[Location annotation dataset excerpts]
.....

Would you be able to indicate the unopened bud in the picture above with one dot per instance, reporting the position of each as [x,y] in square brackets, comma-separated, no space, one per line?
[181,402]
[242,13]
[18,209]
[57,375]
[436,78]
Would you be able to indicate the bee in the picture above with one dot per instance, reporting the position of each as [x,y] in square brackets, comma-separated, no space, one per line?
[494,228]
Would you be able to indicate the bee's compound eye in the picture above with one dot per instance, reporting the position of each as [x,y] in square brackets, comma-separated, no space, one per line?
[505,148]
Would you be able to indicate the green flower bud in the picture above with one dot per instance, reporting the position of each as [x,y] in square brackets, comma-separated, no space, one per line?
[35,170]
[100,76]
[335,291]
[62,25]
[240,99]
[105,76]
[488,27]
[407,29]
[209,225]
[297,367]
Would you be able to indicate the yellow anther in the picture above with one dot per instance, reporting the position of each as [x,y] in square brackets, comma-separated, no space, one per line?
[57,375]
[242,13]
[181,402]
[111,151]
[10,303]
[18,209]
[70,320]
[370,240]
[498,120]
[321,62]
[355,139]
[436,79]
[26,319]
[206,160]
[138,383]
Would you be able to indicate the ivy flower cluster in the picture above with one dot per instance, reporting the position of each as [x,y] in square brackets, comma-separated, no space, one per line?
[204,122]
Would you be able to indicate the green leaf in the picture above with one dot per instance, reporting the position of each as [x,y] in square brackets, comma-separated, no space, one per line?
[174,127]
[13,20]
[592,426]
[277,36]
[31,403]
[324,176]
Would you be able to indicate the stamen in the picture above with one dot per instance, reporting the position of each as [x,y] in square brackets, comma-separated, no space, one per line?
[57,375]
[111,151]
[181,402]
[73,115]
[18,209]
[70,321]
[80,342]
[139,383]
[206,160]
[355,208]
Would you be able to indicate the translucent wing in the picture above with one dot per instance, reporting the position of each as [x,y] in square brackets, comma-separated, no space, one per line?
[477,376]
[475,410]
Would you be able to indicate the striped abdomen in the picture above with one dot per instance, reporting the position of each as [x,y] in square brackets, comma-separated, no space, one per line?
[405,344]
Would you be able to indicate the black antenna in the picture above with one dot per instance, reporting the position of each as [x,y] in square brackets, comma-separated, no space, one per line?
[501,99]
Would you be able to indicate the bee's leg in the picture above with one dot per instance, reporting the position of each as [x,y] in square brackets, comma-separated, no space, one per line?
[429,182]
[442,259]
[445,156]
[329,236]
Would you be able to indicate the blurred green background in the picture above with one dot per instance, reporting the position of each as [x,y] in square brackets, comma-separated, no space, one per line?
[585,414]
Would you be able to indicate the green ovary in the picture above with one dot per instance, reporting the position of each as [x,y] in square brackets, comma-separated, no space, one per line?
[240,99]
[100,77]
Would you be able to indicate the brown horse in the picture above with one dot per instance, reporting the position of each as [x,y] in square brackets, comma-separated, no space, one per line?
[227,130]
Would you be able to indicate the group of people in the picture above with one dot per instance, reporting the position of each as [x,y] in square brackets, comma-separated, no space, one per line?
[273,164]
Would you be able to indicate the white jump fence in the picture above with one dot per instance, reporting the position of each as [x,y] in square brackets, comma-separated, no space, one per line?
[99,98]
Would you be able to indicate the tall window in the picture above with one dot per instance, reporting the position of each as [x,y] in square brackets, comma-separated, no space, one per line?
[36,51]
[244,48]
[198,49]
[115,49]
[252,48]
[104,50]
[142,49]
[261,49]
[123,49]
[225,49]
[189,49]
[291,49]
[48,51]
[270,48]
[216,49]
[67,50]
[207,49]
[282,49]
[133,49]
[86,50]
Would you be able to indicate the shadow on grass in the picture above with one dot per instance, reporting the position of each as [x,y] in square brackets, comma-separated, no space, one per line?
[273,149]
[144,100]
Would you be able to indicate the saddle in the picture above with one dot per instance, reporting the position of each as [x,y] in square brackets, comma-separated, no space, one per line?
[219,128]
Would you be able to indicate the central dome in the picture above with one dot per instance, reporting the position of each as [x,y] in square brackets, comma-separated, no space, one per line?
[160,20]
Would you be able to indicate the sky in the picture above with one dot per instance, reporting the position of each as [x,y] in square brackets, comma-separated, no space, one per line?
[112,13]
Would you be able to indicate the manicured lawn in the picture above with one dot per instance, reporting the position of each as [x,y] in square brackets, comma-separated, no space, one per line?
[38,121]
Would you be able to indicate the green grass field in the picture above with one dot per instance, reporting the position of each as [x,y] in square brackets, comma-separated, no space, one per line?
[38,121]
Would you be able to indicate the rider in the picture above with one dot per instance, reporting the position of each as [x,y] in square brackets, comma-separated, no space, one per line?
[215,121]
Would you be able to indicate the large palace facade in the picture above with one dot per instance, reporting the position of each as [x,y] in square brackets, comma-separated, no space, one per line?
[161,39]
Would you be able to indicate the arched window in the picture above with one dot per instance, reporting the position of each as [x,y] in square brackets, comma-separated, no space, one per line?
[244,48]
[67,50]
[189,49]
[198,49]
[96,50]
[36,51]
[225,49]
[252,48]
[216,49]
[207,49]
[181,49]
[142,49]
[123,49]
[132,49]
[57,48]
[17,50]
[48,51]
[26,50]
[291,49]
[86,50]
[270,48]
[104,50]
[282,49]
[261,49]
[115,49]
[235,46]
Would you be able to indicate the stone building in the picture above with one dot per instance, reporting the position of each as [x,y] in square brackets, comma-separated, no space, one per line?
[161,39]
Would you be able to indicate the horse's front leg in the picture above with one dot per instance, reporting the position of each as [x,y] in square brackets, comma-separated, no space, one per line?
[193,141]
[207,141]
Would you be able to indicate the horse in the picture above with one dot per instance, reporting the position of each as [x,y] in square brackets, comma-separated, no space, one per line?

.....

## Exercise details
Repeat only the stretch of lines that begins at the line containing "Would you be able to indicate the large" and ends at the last line above, both included.

## Response to the task
Would you be able to indicate the large palace facade in the picture above with one dot per instance, reporting the position of each as [x,y] in square brackets, comma-separated, no space, one per line?
[161,39]
Would you be able to indicate the arched window in the picture above with one dot per instance, reporting the position of each as [x,y] in square brackets, comma-separated, no space, one per line?
[244,48]
[67,50]
[189,49]
[198,49]
[96,50]
[36,51]
[225,49]
[252,48]
[216,49]
[207,49]
[181,49]
[142,49]
[123,49]
[132,49]
[57,48]
[17,50]
[48,51]
[26,50]
[291,49]
[86,50]
[270,48]
[104,50]
[282,49]
[261,49]
[115,49]
[235,46]
Would you be able to indicate the stone building in the picture above with one dot per instance, reporting the position of each as [x,y] in square brackets, comma-separated, no space, one per line?
[161,39]
Would you be able to indicate the horse's front leg in the picture above with one dot per instance, reporting the position of each as [x,y] in square brackets, comma-separated, no space, one per line?
[193,141]
[207,141]
Would you be able to indicate the horse in the picture above with one dot per instance, reporting the position of each as [x,y] in square brackets, comma-separated, no space, one per line?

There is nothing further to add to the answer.